Copy out the rows below from the line containing "of the warning" through the line containing "[(670, 303), (475, 297)]", including both of those lines.

— BEGIN Record excerpts —

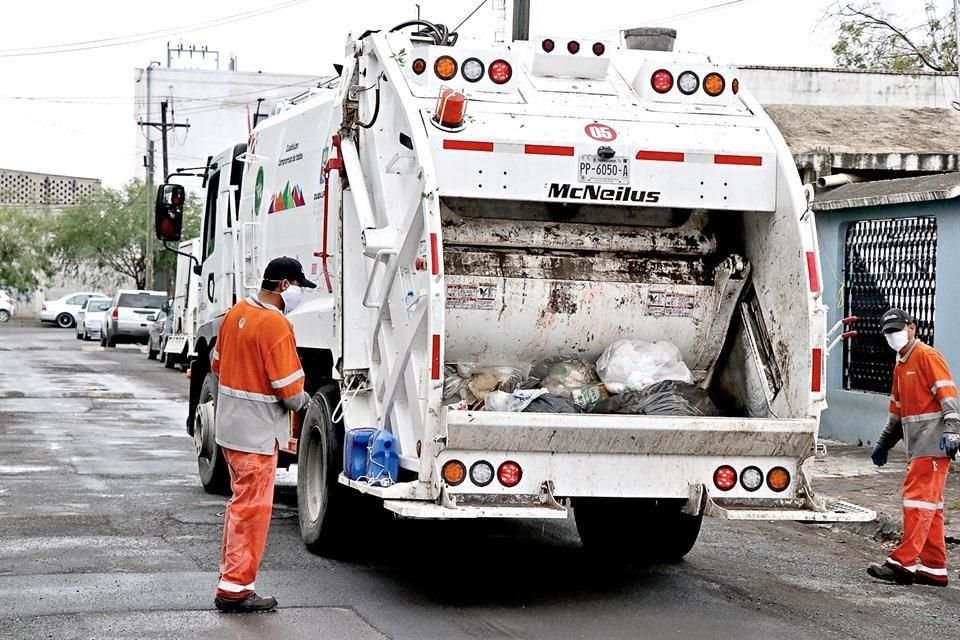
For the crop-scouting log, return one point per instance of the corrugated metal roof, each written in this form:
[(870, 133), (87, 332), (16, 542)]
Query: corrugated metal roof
[(867, 130), (944, 186)]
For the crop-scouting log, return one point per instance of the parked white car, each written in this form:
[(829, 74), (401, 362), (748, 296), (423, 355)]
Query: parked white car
[(8, 308), (90, 318), (63, 311)]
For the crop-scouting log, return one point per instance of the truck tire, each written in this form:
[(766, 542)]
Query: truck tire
[(323, 503), (214, 475), (646, 531)]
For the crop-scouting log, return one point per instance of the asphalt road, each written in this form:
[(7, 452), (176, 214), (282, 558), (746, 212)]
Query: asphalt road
[(105, 532)]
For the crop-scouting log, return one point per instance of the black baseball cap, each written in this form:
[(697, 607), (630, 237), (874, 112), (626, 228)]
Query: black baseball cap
[(287, 269), (895, 320)]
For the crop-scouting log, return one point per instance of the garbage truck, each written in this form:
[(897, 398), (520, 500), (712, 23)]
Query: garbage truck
[(467, 204)]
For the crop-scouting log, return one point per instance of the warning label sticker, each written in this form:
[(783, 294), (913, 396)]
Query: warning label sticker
[(670, 303), (475, 297)]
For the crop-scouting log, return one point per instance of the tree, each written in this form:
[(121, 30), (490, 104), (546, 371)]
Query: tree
[(870, 37), (109, 231), (24, 248)]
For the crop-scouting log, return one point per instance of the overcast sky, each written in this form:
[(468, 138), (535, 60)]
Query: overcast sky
[(72, 112)]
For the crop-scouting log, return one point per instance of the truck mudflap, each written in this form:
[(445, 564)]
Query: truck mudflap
[(808, 508)]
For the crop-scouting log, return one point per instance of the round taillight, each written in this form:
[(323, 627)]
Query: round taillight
[(481, 473), (778, 479), (453, 472), (509, 474), (472, 69), (713, 84), (688, 82), (725, 478), (445, 67), (500, 71), (661, 81), (751, 478)]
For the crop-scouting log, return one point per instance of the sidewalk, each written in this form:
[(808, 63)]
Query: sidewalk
[(847, 472)]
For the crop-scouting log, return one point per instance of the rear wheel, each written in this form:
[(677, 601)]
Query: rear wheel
[(210, 461), (323, 503), (642, 530)]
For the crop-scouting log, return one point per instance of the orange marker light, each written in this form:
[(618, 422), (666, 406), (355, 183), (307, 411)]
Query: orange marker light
[(445, 67), (778, 479), (714, 84), (453, 472)]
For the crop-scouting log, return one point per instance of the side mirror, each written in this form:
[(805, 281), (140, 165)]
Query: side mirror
[(168, 214)]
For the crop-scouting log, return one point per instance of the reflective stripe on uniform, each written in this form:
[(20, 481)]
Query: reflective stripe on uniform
[(235, 588), (911, 568), (279, 384), (920, 417), (920, 504), (932, 571), (939, 384), (247, 395)]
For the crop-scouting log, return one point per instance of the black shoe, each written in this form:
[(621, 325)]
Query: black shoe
[(929, 582), (888, 573), (251, 604)]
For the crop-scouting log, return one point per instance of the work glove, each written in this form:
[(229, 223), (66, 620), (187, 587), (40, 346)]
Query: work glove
[(879, 455)]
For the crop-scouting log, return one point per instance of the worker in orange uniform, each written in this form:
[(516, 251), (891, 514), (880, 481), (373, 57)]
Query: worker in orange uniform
[(925, 413), (261, 382)]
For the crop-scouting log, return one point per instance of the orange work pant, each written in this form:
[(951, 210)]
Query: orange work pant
[(922, 548), (246, 520)]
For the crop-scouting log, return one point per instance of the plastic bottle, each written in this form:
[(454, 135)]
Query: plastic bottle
[(355, 446), (383, 462)]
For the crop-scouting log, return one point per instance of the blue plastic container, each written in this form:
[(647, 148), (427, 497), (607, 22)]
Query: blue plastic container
[(383, 461), (355, 454)]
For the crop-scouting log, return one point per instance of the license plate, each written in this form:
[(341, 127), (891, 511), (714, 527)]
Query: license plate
[(597, 169)]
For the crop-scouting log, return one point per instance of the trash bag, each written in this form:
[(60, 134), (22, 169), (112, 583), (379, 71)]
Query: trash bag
[(562, 375), (666, 398), (631, 365), (550, 403), (472, 382), (519, 400)]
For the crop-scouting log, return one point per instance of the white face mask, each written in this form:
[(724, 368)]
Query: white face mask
[(292, 297), (897, 340)]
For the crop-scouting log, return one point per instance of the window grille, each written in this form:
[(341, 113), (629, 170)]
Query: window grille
[(889, 263)]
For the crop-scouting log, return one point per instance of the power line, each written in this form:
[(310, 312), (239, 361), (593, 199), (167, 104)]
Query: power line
[(118, 41)]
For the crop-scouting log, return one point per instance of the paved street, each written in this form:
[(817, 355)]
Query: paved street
[(106, 533)]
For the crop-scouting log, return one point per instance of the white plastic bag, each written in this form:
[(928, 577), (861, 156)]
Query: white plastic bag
[(514, 402), (634, 365)]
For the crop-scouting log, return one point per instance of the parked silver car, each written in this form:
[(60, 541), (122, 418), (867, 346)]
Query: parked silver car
[(128, 319)]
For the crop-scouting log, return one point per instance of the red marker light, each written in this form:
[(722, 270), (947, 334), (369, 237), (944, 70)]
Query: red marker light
[(661, 81)]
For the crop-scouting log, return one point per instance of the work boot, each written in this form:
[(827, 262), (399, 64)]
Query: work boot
[(889, 573), (250, 604)]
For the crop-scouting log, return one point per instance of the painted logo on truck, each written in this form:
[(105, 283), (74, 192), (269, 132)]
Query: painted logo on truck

— END Record excerpts —

#### Task solution
For the crop-scouting log, return one point per instance of the warning label sticker, each written in this form:
[(783, 294), (913, 396)]
Query: warning label sticker
[(670, 303), (475, 297)]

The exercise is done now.